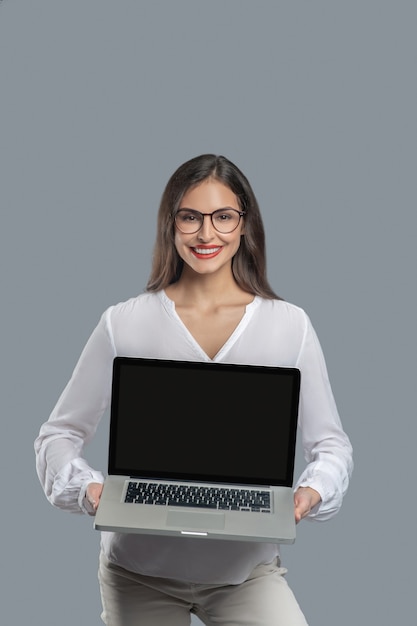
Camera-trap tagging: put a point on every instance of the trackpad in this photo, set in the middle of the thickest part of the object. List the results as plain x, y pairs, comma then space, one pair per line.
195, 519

==

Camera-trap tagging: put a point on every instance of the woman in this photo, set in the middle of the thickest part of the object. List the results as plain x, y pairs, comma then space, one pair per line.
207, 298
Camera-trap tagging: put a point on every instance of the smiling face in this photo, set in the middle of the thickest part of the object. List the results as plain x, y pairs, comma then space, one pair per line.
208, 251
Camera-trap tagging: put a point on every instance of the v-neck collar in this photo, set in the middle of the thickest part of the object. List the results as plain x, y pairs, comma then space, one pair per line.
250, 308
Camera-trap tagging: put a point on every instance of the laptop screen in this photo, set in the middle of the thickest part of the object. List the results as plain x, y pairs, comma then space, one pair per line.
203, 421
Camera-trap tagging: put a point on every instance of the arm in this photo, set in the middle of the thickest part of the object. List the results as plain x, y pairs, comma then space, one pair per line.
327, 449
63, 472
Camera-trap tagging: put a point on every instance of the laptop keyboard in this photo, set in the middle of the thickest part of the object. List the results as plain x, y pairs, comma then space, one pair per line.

**WHAT TO DO:** The required answer is the run of lines above, starting at the line with "Camera-trap tagging: put a point on every instance of the arm" and ending at the line with "the laptop keyboard", reproduced exactly with both ends.

**WRITTEN RESPONSE:**
Camera-trap tagging: put a point on every instance of the arm in this photo, set in the middle of the thickest part of the object. List the results as plain x, y pairs, comma then space, one pair per line.
327, 449
63, 472
Camera-trap tagging: put a point on every instance of the laptop keyboard in this photo, set in the middle of the thickest part of the object. List the results as plain x, y pairs, comma then space, one pair per line.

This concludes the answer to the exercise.